> _THE EXERCISE_
Set down each line of the material that follows, exactly, with no pictures.

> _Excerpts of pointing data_
------------------------------------------------------------
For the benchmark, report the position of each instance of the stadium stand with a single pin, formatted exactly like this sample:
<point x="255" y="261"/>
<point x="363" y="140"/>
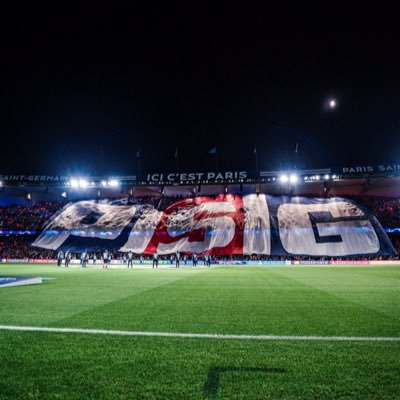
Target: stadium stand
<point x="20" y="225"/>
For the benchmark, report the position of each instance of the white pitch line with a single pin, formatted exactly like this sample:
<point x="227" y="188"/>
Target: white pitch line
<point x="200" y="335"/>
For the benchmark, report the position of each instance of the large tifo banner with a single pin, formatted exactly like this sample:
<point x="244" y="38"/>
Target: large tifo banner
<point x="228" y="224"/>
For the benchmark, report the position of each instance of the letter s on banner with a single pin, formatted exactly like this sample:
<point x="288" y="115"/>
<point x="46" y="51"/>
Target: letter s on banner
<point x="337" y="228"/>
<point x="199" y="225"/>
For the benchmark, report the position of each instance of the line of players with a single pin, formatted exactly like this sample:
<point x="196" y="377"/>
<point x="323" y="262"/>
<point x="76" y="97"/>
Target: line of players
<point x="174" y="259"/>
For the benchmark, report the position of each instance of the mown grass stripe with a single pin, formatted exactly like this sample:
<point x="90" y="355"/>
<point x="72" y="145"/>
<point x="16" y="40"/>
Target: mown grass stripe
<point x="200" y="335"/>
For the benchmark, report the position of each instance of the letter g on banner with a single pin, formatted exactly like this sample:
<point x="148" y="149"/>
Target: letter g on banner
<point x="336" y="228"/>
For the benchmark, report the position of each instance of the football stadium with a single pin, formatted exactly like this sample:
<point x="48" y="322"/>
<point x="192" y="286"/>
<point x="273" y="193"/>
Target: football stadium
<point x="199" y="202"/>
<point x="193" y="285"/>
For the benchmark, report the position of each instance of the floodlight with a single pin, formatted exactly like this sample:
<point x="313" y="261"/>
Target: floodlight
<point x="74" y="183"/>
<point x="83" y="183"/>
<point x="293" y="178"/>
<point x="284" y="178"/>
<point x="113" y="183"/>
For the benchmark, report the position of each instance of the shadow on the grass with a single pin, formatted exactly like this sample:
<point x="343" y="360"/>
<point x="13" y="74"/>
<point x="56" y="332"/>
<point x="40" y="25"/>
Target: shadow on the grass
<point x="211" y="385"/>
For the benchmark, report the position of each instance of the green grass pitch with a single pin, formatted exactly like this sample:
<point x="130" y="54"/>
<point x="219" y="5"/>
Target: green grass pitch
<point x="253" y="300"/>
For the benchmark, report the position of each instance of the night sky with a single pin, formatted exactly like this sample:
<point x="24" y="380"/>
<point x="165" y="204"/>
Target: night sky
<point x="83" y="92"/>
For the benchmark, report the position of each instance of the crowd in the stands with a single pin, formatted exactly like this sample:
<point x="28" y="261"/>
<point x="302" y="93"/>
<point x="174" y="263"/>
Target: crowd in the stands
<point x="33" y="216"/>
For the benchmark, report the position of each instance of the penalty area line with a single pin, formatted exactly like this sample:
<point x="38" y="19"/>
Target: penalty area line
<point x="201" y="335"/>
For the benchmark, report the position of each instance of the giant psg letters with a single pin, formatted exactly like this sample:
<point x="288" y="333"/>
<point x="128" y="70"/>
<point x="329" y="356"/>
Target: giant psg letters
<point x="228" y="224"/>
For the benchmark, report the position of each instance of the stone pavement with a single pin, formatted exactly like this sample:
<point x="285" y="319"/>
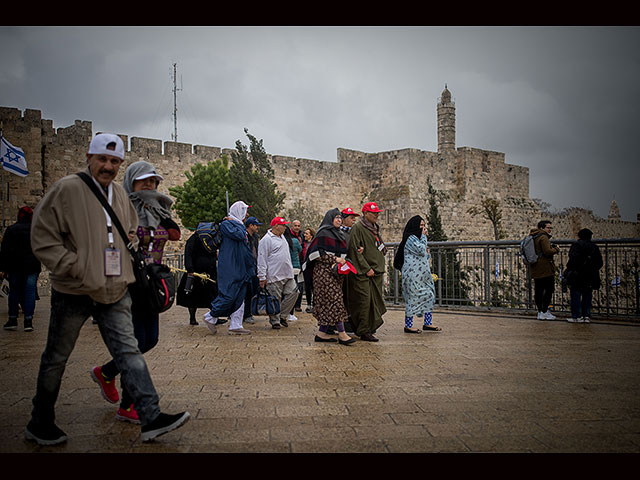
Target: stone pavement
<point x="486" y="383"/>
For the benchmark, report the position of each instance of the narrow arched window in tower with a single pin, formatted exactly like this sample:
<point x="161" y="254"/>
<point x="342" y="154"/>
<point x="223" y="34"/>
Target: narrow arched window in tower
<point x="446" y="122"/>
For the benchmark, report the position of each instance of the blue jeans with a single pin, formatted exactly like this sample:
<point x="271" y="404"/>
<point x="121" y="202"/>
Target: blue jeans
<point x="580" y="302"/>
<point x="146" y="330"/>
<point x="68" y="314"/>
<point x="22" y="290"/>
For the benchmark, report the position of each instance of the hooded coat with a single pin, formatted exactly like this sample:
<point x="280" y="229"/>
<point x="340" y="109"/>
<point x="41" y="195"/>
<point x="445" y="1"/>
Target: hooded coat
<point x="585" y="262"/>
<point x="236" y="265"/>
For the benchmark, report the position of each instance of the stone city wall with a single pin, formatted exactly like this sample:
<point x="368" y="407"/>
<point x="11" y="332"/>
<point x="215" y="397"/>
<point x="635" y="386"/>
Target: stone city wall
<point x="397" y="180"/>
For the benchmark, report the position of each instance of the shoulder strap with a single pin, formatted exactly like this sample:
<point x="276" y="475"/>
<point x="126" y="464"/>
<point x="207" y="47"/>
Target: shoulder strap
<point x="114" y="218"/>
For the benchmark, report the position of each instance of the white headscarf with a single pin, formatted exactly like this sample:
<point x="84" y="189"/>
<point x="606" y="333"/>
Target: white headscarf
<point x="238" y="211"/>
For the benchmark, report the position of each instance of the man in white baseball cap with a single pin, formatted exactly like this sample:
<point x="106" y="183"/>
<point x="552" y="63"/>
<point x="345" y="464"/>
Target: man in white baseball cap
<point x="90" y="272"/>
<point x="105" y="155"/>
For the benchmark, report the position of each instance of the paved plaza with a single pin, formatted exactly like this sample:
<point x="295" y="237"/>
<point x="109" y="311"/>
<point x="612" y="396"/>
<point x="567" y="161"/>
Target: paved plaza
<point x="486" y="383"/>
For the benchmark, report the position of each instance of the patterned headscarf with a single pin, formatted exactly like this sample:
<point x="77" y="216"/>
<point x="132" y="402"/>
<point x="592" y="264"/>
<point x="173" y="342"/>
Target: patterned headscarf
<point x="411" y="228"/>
------------------------------------------------------------
> _THE COMPLETED TASK_
For the benchmark, report the position of each instance of the stadium stand with a single pin, formatted exactly like this sample:
<point x="255" y="261"/>
<point x="363" y="140"/>
Target: stadium stand
<point x="20" y="225"/>
For the benchmark, report the position of each instance of the white pitch line with a single pin, formatted exactly like this sample:
<point x="227" y="188"/>
Target: white pitch line
<point x="200" y="335"/>
For the benchmark, report the position of each instance of the large tifo banner with a single pin, formatted exactly like this sample:
<point x="244" y="38"/>
Target: large tifo banner
<point x="228" y="224"/>
For the benchmark, report the position of each instance of the letter s on banner with a single pin, formatted exactly like this sample:
<point x="288" y="115"/>
<point x="46" y="51"/>
Target: letter s on banner
<point x="337" y="228"/>
<point x="199" y="225"/>
For the benchmark, report the position of each instance of the line of players with a single pin, formatted exactly like this sample:
<point x="196" y="377"/>
<point x="323" y="262"/>
<point x="76" y="97"/>
Target: line of players
<point x="174" y="259"/>
For the benchmark, report the position of each instance of the mown grass stripe with a single pin, formatted exactly like this sample:
<point x="90" y="355"/>
<point x="72" y="145"/>
<point x="16" y="40"/>
Target: mown grass stripe
<point x="200" y="335"/>
For the benchmark, report the position of each instance of the letter g on banner with a single pin, formatted exactly like this sample:
<point x="148" y="149"/>
Target: letter g on banner
<point x="336" y="228"/>
For the benchmark, report the position of each instance of the football stadium with a single pin, formatted exactly like this sample:
<point x="48" y="322"/>
<point x="192" y="286"/>
<point x="273" y="193"/>
Target: football stadium
<point x="199" y="202"/>
<point x="193" y="285"/>
For the benchmark, report the position of each instance of the floodlight with a single pin, formatted exactly like this sample:
<point x="313" y="261"/>
Target: floodlight
<point x="74" y="183"/>
<point x="83" y="183"/>
<point x="293" y="178"/>
<point x="284" y="178"/>
<point x="113" y="183"/>
For the benchmark, report the position of each instance of the shadow on the grass with a single pin, formatted exactly like this sample:
<point x="343" y="360"/>
<point x="13" y="74"/>
<point x="56" y="332"/>
<point x="40" y="25"/>
Target: shadow on the grass
<point x="211" y="385"/>
For the benchmark, report the position of each instance of the green grass pitch with a single pin, formatted exactly like this sample:
<point x="130" y="54"/>
<point x="219" y="5"/>
Target: green grass pitch
<point x="253" y="300"/>
For the benchmark, report the position of each instance of the night sky with a single pin, formatted exactly like this sample:
<point x="24" y="380"/>
<point x="165" y="204"/>
Target: night sky
<point x="83" y="92"/>
For the benchmark, report the position of each instance of the crowd in the stands with a single pin, formatted exactly like this sample:
<point x="28" y="261"/>
<point x="302" y="93"/>
<point x="174" y="263"/>
Target: crowd in the stands
<point x="33" y="216"/>
For the benchmark, report the position of each instance of the penalty area line with a single pin, formatted exactly like this sample:
<point x="38" y="19"/>
Target: penalty area line
<point x="201" y="335"/>
For the benchmark, report the position of each instance of the giant psg letters with a single pin, formatted exactly like this sample:
<point x="288" y="333"/>
<point x="128" y="70"/>
<point x="329" y="356"/>
Target: giant psg letters
<point x="228" y="224"/>
For the benchmark, report the position of each instance of the stone pavement with a single pin, formatted exactly like this sample:
<point x="285" y="319"/>
Target: stone pavement
<point x="486" y="383"/>
For the benchmark, report the position of each instance of the narrow arched window in tower with a single pin, formatted exactly like this sample:
<point x="161" y="254"/>
<point x="342" y="154"/>
<point x="223" y="34"/>
Target: narrow arched window in tower
<point x="446" y="122"/>
For the benchmark, report the position of each instance of the blue jeans with a single pin, formatted exactly like this sample:
<point x="271" y="404"/>
<point x="121" y="202"/>
Target: blue jeans
<point x="580" y="302"/>
<point x="146" y="330"/>
<point x="68" y="314"/>
<point x="22" y="290"/>
For the benchmark, report the position of each instance of the hooded coat with a single pin, formatted exactly like this sample:
<point x="280" y="229"/>
<point x="340" y="109"/>
<point x="41" y="195"/>
<point x="445" y="1"/>
Target: hooded coat
<point x="585" y="262"/>
<point x="236" y="265"/>
For the benchmark, report the position of each instance of the stone city wall with a single pin, formatted exactly like this sample:
<point x="368" y="407"/>
<point x="11" y="332"/>
<point x="215" y="397"/>
<point x="635" y="386"/>
Target: stone city wall
<point x="397" y="180"/>
For the benchmark, report the position of each instance of the shoulder strap with a single pin, formatted exactly like this sample:
<point x="276" y="475"/>
<point x="126" y="464"/>
<point x="207" y="47"/>
Target: shoulder strap
<point x="114" y="218"/>
For the benchmark, report the position of each instance of the white headscarf with a single pin, formatted exactly like this sample:
<point x="84" y="189"/>
<point x="606" y="333"/>
Target: white headscarf
<point x="238" y="211"/>
For the benchmark, report the position of each instance of the man in white baseball cap with a single pin, formatted exactly like this sample:
<point x="106" y="183"/>
<point x="552" y="63"/>
<point x="345" y="464"/>
Target: man in white baseball cap
<point x="90" y="272"/>
<point x="105" y="155"/>
For the benchmark, report the position of each instance of the paved plaza with a single pin, formatted exactly like this sample:
<point x="295" y="237"/>
<point x="109" y="311"/>
<point x="612" y="396"/>
<point x="567" y="161"/>
Target: paved plaza
<point x="486" y="383"/>
For the benchmark, report the position of each instance of the patterned headscarf with a single pin, formatted exactly like this sample:
<point x="77" y="216"/>
<point x="132" y="402"/>
<point x="592" y="264"/>
<point x="173" y="342"/>
Target: patterned headscarf
<point x="411" y="228"/>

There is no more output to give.